## SELECTION
::::

Section 3.4 Survival. If, within 120 days after the Tag-Along Notice (or
New Tag-Along Exercise Notice, if applicable) is deemed to have been given to
the Investors hereunder, the Co-Sale Stockholders have not completed the sale of
their Co-Sale Securities in accordance with the terms described in the Tag-Along
Notice (or New Tag-Along Notice, if applicable) and this ARTICLE III, then such
shares shall once again be subject to this ARTICLE III.
ARTICLE IV
CORPORATE GOVERNANCE
Section 4.1 Board of Directors.
(a) The Investors, as a group shall have the right, but not the obligation,
to designate one (1) member for election to the Board (the "Investor Director").
If the Board is comprised of classes of directors, when and if designated by the
Investors, the Investor Director shall become a member the class of directors
most recently elected by the stockholders. So long as the Investors have the
right to designate an Investor Director pursuant to this Section 4.1 and
actually designate an Investor Director, the Company will use its best efforts
to ensure that such person is included in the proxy solicitation materials for
the Company's annual meeting and that such person is duly elected to the Board.
The Investor Director shall also serve on the compensation committee of the
Board and if formed, the executive committee of the Board. The Investor Director
shall be entitled to the same perquisites, including stock options,
reimbursement of expenses and other similar rights in connection with such
person's membership on the Board, as each other non-executive member of the
Board.
(b) The Investors as a group shall have the right, but not the obligation,
to designate two members of the Company's Advisory Board. The Company shall,
promptly after designation by the Investors, cause such designee(s) to be
appointed to the Company's Advisory Board.
(c) The Investors as a group shall have the right, but not the obligation,
to have one representative (the "Representative") attend as an observer all
meetings of the Board (and each committee meeting thereof), provided that in the
case of telephonic meetings conducted in accordance with the Company's by-laws
and applicable law, the Representative shall be given the opportunity to
participate in such telephonic meetings. The Company shall give the
Representative written notice of every meeting of its Board (and any committee
meeting thereof) at the same time and in the same manner as notice is given to
the directors of the Company. The Representative shall be entitled to receive
all written materials and other information given to the directors of the
Company in connection with such meetings or otherwise at the same time such
materials and information are given to the directors. The Representative shall
be entitled to consult with and advise the Board on significant business issues
with respect to the Company and its Subsidiaries. The Representative shall not
be permitted to vote at any meeting of the Company's Board of Directors or be
counted for purposes of determining whether there is sufficient quorum for the
Company's Board of Directors to conduct its business. The parties hereto hereby
acknowledge and agree that the Representative shall not owe any fiduciary or
other duties to the Company or the stockholders of the Company or otherwise have
any directorial or other duties or liabilities to the Company or its
stockholders. Investors owning at least a majority of the Shares owned by all
Investors shall designate, and may replace, the Representative with or without
cause in their sole discretion by providing written notice to the Company at
least five (5) Business Days prior to the taking of any such action.

::::

## RECORDS PROVIDED
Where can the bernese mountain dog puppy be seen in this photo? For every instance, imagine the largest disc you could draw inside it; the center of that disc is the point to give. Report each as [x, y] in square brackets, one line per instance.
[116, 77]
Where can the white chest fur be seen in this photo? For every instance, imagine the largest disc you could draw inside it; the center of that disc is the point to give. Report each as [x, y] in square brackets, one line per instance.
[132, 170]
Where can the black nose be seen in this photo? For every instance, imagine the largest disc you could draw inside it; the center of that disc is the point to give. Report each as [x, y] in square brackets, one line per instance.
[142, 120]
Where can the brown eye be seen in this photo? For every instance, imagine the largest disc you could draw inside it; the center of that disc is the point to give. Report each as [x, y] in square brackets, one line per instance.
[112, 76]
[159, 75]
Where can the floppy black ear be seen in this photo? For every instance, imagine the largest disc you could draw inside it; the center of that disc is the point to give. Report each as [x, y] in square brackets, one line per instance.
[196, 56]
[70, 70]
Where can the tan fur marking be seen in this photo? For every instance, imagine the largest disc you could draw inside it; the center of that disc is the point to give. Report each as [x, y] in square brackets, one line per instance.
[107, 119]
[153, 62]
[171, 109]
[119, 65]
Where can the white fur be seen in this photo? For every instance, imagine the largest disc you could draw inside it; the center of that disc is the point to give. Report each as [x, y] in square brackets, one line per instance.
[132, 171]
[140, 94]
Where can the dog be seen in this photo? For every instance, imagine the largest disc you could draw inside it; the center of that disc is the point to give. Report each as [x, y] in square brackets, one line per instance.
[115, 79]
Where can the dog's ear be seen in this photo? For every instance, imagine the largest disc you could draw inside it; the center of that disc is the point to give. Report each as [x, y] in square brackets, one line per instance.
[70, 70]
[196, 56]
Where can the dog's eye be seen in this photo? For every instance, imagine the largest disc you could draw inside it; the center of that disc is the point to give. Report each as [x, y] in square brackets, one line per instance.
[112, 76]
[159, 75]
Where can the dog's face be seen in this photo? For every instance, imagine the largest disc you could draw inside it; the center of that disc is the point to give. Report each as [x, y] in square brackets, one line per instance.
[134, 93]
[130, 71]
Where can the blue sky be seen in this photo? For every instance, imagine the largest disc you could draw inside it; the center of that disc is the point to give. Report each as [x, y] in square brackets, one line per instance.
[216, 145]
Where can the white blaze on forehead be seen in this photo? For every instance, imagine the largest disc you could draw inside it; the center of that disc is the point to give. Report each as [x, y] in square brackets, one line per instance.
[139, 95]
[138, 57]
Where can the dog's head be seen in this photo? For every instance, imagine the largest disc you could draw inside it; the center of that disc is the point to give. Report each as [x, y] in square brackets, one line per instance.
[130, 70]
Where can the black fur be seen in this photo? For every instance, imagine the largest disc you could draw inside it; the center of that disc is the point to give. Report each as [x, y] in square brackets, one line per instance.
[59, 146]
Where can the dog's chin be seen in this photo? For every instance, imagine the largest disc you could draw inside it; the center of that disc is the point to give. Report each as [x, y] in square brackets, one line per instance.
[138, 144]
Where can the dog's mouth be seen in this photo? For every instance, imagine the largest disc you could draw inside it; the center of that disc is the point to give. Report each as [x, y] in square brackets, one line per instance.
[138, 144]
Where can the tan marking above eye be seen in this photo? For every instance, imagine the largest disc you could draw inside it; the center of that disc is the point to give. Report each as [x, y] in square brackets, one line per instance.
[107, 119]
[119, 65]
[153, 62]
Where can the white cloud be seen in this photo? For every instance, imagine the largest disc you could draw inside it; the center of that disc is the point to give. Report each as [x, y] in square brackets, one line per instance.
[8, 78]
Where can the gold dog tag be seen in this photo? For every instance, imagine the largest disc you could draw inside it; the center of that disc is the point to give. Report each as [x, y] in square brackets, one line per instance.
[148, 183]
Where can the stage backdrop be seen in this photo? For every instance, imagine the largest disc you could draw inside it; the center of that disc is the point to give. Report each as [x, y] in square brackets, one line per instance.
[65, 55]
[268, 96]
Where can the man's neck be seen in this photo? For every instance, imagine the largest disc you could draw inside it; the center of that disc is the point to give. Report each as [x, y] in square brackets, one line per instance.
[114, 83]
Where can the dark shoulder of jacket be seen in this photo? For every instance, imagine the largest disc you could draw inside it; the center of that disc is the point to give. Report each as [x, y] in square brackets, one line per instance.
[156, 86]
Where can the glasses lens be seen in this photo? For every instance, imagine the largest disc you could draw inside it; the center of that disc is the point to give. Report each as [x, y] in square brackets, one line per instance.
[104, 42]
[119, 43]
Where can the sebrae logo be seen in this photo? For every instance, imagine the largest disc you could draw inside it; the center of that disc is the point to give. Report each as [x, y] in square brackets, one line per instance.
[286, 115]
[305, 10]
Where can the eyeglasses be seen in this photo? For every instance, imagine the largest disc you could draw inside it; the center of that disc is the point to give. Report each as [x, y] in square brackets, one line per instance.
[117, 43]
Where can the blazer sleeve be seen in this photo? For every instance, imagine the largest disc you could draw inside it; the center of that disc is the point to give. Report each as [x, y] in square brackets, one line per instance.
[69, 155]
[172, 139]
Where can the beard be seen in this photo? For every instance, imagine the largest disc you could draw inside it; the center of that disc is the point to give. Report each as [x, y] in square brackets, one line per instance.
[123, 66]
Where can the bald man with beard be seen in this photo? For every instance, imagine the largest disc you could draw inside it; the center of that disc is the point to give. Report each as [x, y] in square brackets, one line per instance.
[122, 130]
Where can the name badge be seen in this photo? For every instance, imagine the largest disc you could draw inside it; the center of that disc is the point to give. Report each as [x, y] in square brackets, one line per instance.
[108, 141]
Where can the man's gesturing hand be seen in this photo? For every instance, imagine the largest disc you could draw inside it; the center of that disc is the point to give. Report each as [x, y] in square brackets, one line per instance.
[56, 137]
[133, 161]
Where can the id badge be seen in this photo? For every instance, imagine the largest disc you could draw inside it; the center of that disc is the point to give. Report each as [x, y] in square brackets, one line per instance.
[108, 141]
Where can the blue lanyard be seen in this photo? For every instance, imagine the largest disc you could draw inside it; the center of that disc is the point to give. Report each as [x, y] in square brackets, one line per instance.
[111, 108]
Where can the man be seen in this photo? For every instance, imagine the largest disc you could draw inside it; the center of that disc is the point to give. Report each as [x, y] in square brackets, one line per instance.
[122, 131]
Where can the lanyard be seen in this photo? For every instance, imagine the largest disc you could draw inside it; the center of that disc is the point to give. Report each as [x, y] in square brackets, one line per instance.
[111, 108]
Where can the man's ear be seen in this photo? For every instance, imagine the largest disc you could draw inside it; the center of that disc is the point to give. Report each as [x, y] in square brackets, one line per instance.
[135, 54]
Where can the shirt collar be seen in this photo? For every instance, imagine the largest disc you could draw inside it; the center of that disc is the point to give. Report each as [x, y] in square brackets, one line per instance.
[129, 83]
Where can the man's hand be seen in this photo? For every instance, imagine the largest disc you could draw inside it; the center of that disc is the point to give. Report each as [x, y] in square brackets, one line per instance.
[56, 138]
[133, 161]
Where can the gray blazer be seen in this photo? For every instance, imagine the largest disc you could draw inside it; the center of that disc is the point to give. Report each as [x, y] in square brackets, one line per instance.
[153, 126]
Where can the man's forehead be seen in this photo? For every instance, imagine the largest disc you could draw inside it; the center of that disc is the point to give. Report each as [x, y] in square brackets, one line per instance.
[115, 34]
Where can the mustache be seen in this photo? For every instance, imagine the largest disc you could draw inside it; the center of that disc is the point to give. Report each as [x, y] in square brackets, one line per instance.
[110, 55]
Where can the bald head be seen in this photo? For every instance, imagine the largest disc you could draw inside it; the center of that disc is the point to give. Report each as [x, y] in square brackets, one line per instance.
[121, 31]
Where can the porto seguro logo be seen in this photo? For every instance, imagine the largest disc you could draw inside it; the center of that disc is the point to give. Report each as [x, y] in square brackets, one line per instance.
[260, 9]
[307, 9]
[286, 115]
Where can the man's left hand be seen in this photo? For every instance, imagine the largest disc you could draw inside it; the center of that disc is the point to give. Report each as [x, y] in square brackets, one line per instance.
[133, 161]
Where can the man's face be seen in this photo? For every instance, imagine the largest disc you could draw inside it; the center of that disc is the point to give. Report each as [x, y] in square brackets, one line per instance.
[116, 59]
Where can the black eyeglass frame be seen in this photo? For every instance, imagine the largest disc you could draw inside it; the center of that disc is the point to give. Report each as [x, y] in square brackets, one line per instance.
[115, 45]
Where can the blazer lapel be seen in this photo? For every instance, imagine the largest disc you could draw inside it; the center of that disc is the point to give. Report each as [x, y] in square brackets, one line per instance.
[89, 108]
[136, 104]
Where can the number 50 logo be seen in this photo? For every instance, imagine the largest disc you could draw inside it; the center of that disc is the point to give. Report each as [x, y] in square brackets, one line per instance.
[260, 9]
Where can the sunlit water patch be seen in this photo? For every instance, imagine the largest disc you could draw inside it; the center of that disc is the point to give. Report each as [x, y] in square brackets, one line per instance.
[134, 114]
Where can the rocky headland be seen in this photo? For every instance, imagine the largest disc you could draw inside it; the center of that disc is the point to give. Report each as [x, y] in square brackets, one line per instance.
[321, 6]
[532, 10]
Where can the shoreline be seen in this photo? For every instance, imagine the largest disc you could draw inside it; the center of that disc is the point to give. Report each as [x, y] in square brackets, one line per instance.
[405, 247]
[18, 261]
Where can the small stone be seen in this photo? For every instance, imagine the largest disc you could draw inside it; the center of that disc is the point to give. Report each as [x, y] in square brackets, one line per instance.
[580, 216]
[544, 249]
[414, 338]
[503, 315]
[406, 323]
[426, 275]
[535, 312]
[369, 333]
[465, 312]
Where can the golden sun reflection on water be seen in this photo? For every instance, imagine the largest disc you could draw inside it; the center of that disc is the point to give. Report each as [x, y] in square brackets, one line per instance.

::::

## COMPLETE THE FOLLOWING
A - Reproduce, word for word, the part of the corporate governance text that begins with the words containing "(a) The Investors, as" and ends with "to the Board.".
B - Take the corporate governance text further, picking up right after its final sentence.

## ANSWERS TO THE EXERCISE
A -
(a) The Investors, as a group shall have the right, but not the obligation,
to designate one (1) member for election to the Board (the "Investor Director").
If the Board is comprised of classes of directors, when and if designated by the
Investors, the Investor Director shall become a member the class of directors
most recently elected by the stockholders. So long as the Investors have the
right to designate an Investor Director pursuant to this Section 4.1 and
actually designate an Investor Director, the Company will use its best efforts
to ensure that such person is included in the proxy solicitation materials for
the Company's annual meeting and that such person is duly elected to the Board.

B -
Section 4.2 Election and Removal of Directors; Filling of Vacancies. For so
long as the Investors collectively hold, on a Fully-Diluted Basis, 5% or more of
the Company's outstanding Common Stock, (a) each of the Existing Stockholders
hereby agrees to promptly vote all of the Shares held by such Existing
Stockholder and entitled to vote thereon in favor of the Investor Director at
each election of directors, (b) subject to the provisions of the Company's
Certificate of Incorporation, as amended or amended and restated from time to
time, each Existing Stockholder shall take all action necessary to remove
forthwith the Investor Director when (and only when) such removal is requested
for any reason, with or without cause, by Investors owning at least a majority
of the Shares (on a Fully-Diluted Basis) then owned by all Investors, and (c) in
the case of the death, resignation or removal as herein provided of an Investor
Director, each Existing Stockholder shall promptly vote all Shares owned by that
Person to elect another individual designated by the Investors.
Section 4.3 Meetings of the Board. The Company will cause the Board to meet
at least four times each year and at least once each quarter.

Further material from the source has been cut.